**Document**:
__________________________________________________

Nous avons aussi un Groupe de jeunesse. Ainsi tu peux voir que nous avons de bonnes raisons de garder la tête haute. De même les autorités françaises ont maintenant réalisé que nous ne sommes pas des criminels. Nous avons de nombreux médecins, professeurs et des camarades intellectuels et bien élevés pour faire en sorte que les choses se passent bien. Nous avons également eu la permission d’aller dans autres îlots les lundis et vendredis. Chaque îlot est entouré de barbelés avec un garde français armé à chaque entrée, la totalité des îlots étant entourée par un solide barbelé supplémentaire, et tous les 59 mètres un garde armé. Bien sûr nous ne sommes pas autorisés à quitter le camp.
C’est tout pour aujourd’hui.
Meilleures amitiés de ton frère
Sigmund (Rudolf)

__________________________________________________

**Entrées fournies**:

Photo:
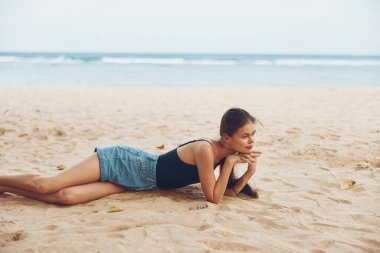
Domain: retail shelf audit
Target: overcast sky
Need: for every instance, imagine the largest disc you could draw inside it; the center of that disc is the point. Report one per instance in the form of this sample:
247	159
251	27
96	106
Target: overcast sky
196	26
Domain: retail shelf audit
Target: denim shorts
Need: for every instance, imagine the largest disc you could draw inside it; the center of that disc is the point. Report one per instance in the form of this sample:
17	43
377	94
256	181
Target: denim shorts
129	167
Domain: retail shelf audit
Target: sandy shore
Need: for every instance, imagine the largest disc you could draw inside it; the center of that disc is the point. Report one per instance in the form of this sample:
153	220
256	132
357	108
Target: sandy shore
312	140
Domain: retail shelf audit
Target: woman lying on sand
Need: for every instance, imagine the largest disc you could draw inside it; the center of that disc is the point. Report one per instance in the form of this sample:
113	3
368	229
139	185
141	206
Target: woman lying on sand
118	168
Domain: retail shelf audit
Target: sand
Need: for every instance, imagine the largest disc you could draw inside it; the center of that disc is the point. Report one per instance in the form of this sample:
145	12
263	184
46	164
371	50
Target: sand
312	139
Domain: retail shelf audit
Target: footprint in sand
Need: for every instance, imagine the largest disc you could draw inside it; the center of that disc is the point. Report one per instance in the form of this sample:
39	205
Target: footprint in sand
361	166
204	227
8	237
199	206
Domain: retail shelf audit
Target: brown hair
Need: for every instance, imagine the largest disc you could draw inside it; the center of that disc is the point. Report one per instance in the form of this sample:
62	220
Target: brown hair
232	120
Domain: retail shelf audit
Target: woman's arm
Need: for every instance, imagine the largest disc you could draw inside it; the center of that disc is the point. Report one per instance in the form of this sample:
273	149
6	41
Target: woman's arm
242	181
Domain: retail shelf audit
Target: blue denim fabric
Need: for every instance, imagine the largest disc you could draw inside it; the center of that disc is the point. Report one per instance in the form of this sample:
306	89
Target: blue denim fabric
129	167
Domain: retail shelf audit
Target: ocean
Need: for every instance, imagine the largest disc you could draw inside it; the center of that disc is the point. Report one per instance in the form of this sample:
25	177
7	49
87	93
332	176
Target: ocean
186	70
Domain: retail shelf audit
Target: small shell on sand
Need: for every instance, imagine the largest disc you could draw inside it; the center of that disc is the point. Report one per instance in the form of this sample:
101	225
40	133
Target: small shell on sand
375	162
346	184
114	209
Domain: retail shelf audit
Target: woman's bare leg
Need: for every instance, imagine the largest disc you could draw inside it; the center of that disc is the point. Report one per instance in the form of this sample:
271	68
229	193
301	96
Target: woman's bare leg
87	171
70	195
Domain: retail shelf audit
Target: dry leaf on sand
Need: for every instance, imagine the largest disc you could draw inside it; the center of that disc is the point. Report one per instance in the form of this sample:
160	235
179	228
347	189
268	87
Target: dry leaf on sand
346	184
114	209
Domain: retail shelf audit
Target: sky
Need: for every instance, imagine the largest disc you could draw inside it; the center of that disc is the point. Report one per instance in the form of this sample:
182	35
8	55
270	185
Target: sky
194	26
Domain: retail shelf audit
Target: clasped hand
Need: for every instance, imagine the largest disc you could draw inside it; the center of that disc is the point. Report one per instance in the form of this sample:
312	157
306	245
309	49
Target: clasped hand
250	158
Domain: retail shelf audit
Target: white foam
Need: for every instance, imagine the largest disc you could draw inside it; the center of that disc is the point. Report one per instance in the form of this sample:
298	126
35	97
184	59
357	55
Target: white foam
8	59
131	60
39	60
326	62
211	62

__________________________________________________

**Consignes**:
[a] D'après le document, quels jours est-il permis d'aller dans les autres îlots ?
[b] Modifiez le passage du document qui commence par « Nous avons aussi » et va jusqu'à « Sigmund (Rudolf) », en mettant « infirmiers » à la place de « médecins ».
[c] Énumérez tous les groupes de personnes que le document présente par les mots « nous avons ».
Les entrées n'ont aucun lien avec le document.

**Réponses par consigne**:
[a] Les lundis et vendredis.

[b]
Nous avons aussi un Groupe de jeunesse. Ainsi tu peux voir que nous avons de bonnes raisons de garder la tête haute. De même les autorités françaises ont maintenant réalisé que nous ne sommes pas des criminels. Nous avons de nombreux infirmiers, professeurs et des camarades intellectuels et bien élevés pour faire en sorte que les choses se passent bien. Nous avons également eu la permission d’aller dans autres îlots les lundis et vendredis. Chaque îlot est entouré de barbelés avec un garde français armé à chaque entrée, la totalité des îlots étant entourée par un solide barbelé supplémentaire, et tous les 59 mètres un garde armé. Bien sûr nous ne sommes pas autorisés à quitter le camp.
C’est tout pour aujourd’hui.
Meilleures amitiés de ton frère
Sigmund (Rudolf)

[c]
- un Groupe de jeunesse
- de nombreux médecins
- des professeurs
- des camarades intellectuels et bien élevés